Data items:
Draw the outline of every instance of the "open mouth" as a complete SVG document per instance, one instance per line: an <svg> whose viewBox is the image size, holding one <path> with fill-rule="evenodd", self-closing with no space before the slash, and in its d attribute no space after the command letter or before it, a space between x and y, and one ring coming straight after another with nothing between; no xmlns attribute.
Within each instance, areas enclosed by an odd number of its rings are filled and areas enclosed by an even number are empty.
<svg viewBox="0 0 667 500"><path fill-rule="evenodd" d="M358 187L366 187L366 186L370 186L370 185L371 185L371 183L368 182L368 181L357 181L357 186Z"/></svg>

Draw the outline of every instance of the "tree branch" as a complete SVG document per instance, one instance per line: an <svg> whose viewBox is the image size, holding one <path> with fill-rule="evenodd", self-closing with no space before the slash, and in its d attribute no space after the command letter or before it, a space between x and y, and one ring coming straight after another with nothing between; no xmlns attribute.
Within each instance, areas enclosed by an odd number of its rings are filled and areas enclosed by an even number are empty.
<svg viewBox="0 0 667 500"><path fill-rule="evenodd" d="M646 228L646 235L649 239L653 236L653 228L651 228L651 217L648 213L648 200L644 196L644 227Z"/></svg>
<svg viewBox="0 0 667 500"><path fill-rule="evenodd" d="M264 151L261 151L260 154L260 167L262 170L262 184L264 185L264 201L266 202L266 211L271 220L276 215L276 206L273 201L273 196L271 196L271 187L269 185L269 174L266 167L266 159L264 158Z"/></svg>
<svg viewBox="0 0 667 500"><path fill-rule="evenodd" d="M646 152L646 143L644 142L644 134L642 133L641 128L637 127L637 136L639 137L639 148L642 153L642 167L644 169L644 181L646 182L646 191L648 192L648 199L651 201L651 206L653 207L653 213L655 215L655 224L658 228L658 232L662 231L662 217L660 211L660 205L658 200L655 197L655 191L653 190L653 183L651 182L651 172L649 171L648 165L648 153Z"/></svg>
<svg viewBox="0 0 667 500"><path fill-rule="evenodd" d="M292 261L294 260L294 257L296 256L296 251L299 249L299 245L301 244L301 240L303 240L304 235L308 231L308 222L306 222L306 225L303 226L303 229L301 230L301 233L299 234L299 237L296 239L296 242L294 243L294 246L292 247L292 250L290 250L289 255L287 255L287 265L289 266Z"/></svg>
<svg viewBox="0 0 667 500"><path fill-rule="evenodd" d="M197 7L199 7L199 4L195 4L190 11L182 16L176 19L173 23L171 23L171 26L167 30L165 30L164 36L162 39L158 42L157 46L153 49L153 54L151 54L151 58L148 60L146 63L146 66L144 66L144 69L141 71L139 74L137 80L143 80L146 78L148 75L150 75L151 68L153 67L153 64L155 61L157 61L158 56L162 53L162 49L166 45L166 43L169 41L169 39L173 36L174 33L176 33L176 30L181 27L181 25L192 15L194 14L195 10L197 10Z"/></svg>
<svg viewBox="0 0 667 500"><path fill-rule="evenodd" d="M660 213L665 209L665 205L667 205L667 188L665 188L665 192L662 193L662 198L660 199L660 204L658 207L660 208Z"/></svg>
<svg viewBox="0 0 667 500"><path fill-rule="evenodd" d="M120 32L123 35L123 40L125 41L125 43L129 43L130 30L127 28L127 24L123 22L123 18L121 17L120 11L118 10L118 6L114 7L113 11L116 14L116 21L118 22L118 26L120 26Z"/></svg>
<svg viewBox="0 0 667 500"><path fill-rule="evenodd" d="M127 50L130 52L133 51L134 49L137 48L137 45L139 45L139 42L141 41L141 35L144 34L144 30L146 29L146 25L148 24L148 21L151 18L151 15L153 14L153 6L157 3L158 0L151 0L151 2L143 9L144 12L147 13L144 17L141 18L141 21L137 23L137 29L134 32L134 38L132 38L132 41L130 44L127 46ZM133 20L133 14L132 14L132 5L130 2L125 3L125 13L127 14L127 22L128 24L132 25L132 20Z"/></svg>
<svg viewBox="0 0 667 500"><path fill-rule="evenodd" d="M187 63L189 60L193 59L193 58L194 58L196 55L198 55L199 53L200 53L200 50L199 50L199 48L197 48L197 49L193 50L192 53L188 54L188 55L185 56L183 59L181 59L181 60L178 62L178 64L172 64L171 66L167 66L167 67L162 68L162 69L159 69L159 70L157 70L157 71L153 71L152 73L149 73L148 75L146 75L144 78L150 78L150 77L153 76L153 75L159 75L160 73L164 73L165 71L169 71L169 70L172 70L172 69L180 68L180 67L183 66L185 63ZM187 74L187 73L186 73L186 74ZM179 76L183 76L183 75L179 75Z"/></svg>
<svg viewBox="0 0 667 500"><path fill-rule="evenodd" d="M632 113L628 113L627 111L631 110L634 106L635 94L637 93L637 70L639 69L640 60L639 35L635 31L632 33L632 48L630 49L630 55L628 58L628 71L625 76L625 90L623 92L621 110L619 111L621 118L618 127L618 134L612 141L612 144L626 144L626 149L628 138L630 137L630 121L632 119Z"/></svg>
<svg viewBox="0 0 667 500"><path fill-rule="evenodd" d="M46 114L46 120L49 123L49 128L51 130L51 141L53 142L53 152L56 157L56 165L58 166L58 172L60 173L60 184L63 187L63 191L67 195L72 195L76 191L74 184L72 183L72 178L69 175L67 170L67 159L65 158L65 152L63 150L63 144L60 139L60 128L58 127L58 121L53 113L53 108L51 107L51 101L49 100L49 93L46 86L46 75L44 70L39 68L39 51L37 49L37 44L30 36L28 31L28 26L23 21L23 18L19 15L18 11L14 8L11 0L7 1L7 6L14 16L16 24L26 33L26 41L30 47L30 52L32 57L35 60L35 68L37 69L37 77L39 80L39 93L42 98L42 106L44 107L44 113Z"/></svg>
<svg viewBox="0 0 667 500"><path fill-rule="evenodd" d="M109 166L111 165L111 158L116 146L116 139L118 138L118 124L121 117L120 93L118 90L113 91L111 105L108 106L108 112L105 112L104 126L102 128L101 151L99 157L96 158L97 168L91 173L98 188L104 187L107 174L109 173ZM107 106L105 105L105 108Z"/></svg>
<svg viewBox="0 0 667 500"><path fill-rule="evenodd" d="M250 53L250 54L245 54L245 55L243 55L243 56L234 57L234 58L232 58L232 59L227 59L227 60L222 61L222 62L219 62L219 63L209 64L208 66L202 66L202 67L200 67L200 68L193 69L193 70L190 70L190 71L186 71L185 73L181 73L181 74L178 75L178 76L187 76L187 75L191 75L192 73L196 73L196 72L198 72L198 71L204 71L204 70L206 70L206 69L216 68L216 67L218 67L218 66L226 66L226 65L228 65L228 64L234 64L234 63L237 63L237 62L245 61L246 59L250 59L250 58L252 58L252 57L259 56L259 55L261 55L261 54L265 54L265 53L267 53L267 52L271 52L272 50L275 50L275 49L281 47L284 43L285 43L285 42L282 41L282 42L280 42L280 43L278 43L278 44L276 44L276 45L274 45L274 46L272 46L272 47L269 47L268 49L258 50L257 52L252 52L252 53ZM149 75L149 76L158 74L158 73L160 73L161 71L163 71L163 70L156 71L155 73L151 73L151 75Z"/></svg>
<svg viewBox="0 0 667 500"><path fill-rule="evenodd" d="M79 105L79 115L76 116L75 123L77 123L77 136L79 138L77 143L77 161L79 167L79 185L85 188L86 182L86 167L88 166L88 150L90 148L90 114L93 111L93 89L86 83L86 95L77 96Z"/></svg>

To do: The records above must be retyped in full, exactly.

Reply to the task:
Draw the outline of every instance of the "open mouth" as a complete SVG document per instance, one instance per line: an <svg> whose viewBox is the image size, holding one <path> with fill-rule="evenodd", self-closing with no space before the slash, and in its d attribute no space after the command letter or before it, a space between x and y, and one ring coming straight after another with nothing between; no xmlns attribute.
Within each instance, areas enclosed by an odd number of its rings are filled and areas enclosed by an even number are empty.
<svg viewBox="0 0 667 500"><path fill-rule="evenodd" d="M358 187L366 187L366 186L370 186L370 185L371 185L371 183L368 182L368 181L357 181L357 186Z"/></svg>

Draw the outline of every instance of the "tree branch" as a complete SVG document per instance, one instance per line: an <svg> whose viewBox is the image size, holding one <path> with fill-rule="evenodd", self-closing with no space before the slash, and in its d attribute no space after the command letter or before it, a space between x and y, and one ring coming straight after another with nothing between; no xmlns attribute.
Within each instance, areas enclosed by an odd number of its rings are filled and areas enclosed by an even number are empty.
<svg viewBox="0 0 667 500"><path fill-rule="evenodd" d="M646 228L646 235L649 239L653 236L653 228L651 228L651 217L648 213L648 200L644 196L644 227Z"/></svg>
<svg viewBox="0 0 667 500"><path fill-rule="evenodd" d="M264 151L261 151L260 154L260 167L262 170L262 184L264 185L264 201L266 202L266 211L271 220L276 215L276 206L273 201L273 196L271 196L271 187L269 185L269 174L266 167L266 159L264 158Z"/></svg>
<svg viewBox="0 0 667 500"><path fill-rule="evenodd" d="M646 152L646 143L644 142L644 134L642 133L641 128L637 127L637 136L639 137L639 148L642 153L642 167L644 169L644 181L646 182L646 191L648 192L648 199L651 201L651 206L653 207L653 213L655 215L655 224L658 228L658 232L662 231L662 217L660 211L660 205L658 200L655 197L655 191L653 190L653 183L651 182L651 172L649 171L648 165L648 153Z"/></svg>
<svg viewBox="0 0 667 500"><path fill-rule="evenodd" d="M292 261L294 260L294 257L296 256L296 251L299 249L299 245L301 244L301 240L303 240L304 235L308 231L308 222L306 222L306 225L303 226L303 229L301 230L301 233L299 234L299 237L296 239L296 242L294 243L294 246L292 247L292 250L290 250L289 255L287 255L287 265L289 266Z"/></svg>
<svg viewBox="0 0 667 500"><path fill-rule="evenodd" d="M197 7L199 7L199 4L195 4L190 11L182 16L176 19L173 23L171 23L171 26L167 30L165 30L164 36L162 39L158 42L157 46L153 49L153 54L151 54L151 58L148 60L146 63L146 66L144 66L144 69L141 71L139 74L137 80L143 80L146 78L148 75L150 75L151 68L153 67L153 64L155 61L157 61L158 56L162 53L162 49L166 45L166 43L169 41L169 39L173 36L174 33L176 33L176 30L181 27L181 25L192 15L194 14L195 10L197 10Z"/></svg>
<svg viewBox="0 0 667 500"><path fill-rule="evenodd" d="M660 213L665 209L665 205L667 205L667 188L665 188L665 192L662 193L662 198L660 199L660 204L658 207L660 208Z"/></svg>
<svg viewBox="0 0 667 500"><path fill-rule="evenodd" d="M120 32L123 35L123 40L125 41L125 43L129 43L130 30L127 28L127 24L123 22L123 18L121 17L120 11L118 10L118 6L114 7L113 11L116 14L116 21L118 22L118 26L120 26Z"/></svg>
<svg viewBox="0 0 667 500"><path fill-rule="evenodd" d="M127 50L130 52L133 51L134 49L137 48L137 45L139 45L139 42L141 41L141 35L144 34L144 30L146 29L146 25L148 24L148 21L151 18L151 15L153 14L153 6L157 3L158 0L151 0L151 2L143 9L144 12L147 13L144 17L141 18L141 21L137 23L137 29L134 32L134 38L132 38L132 41L130 44L127 46ZM133 20L133 14L132 14L132 5L130 2L125 3L125 13L127 14L127 22L128 24L132 25L132 20Z"/></svg>
<svg viewBox="0 0 667 500"><path fill-rule="evenodd" d="M187 63L189 60L193 59L193 58L194 58L196 55L198 55L199 53L200 53L200 50L199 50L199 48L197 48L197 49L193 50L192 53L188 54L188 55L185 56L183 59L181 59L181 60L178 62L178 64L172 64L171 66L167 66L167 67L162 68L162 69L159 69L159 70L157 70L157 71L153 71L152 73L149 73L148 75L146 75L144 78L150 78L150 77L153 76L153 75L159 75L160 73L164 73L165 71L169 71L169 70L172 70L172 69L180 68L180 67L183 66L185 63ZM187 74L187 73L186 73L186 74ZM179 76L183 76L183 75L179 75Z"/></svg>
<svg viewBox="0 0 667 500"><path fill-rule="evenodd" d="M632 113L628 113L627 111L631 110L634 106L635 94L637 93L637 70L639 69L640 60L639 35L635 31L632 33L632 48L630 49L630 55L628 58L628 71L625 76L625 90L623 92L621 110L619 111L621 118L618 127L618 134L612 141L612 144L626 144L626 149L628 138L630 137L630 121L632 119Z"/></svg>
<svg viewBox="0 0 667 500"><path fill-rule="evenodd" d="M46 114L46 120L49 123L49 128L51 130L51 141L53 142L53 152L56 157L56 165L58 166L58 172L60 173L60 184L63 187L63 191L67 195L72 195L76 191L74 184L72 183L72 178L69 175L67 170L67 159L65 158L65 152L63 150L63 144L60 139L60 128L58 127L58 121L53 113L53 108L51 107L51 101L49 100L49 93L46 86L46 75L44 70L39 68L39 51L37 49L37 44L30 36L28 31L28 26L23 21L23 18L19 15L18 11L14 8L11 0L7 1L7 6L14 16L16 24L26 33L26 41L30 47L30 52L32 57L35 60L35 68L37 69L37 77L39 80L39 93L42 98L42 106L44 107L44 113Z"/></svg>
<svg viewBox="0 0 667 500"><path fill-rule="evenodd" d="M109 166L111 165L111 158L116 146L116 139L118 138L118 124L121 117L120 93L118 90L113 91L111 105L108 106L108 112L105 112L104 126L102 128L101 151L99 157L96 158L97 168L91 173L98 188L104 187L107 174L109 173ZM107 106L105 105L105 108Z"/></svg>
<svg viewBox="0 0 667 500"><path fill-rule="evenodd" d="M250 53L250 54L245 54L245 55L243 55L243 56L234 57L234 58L232 58L232 59L227 59L227 60L222 61L222 62L219 62L219 63L209 64L208 66L202 66L202 67L200 67L200 68L193 69L193 70L190 70L190 71L186 71L185 73L181 73L181 74L178 75L178 76L187 76L187 75L191 75L192 73L196 73L196 72L198 72L198 71L204 71L204 70L206 70L206 69L216 68L216 67L218 67L218 66L226 66L226 65L228 65L228 64L234 64L234 63L237 63L237 62L245 61L246 59L250 59L250 58L252 58L252 57L259 56L259 55L261 55L261 54L265 54L265 53L267 53L267 52L271 52L272 50L275 50L275 49L281 47L284 43L285 43L285 42L282 41L282 42L280 42L280 43L278 43L278 44L276 44L276 45L274 45L274 46L272 46L272 47L269 47L268 49L258 50L257 52L252 52L252 53ZM149 75L149 76L158 74L158 73L160 73L161 71L163 71L163 70L156 71L155 73L151 73L151 75Z"/></svg>
<svg viewBox="0 0 667 500"><path fill-rule="evenodd" d="M79 105L79 115L76 116L75 123L77 123L77 136L79 138L77 143L77 161L79 167L79 185L85 188L86 182L86 167L88 166L88 150L90 148L90 114L93 111L93 89L86 83L86 95L77 96Z"/></svg>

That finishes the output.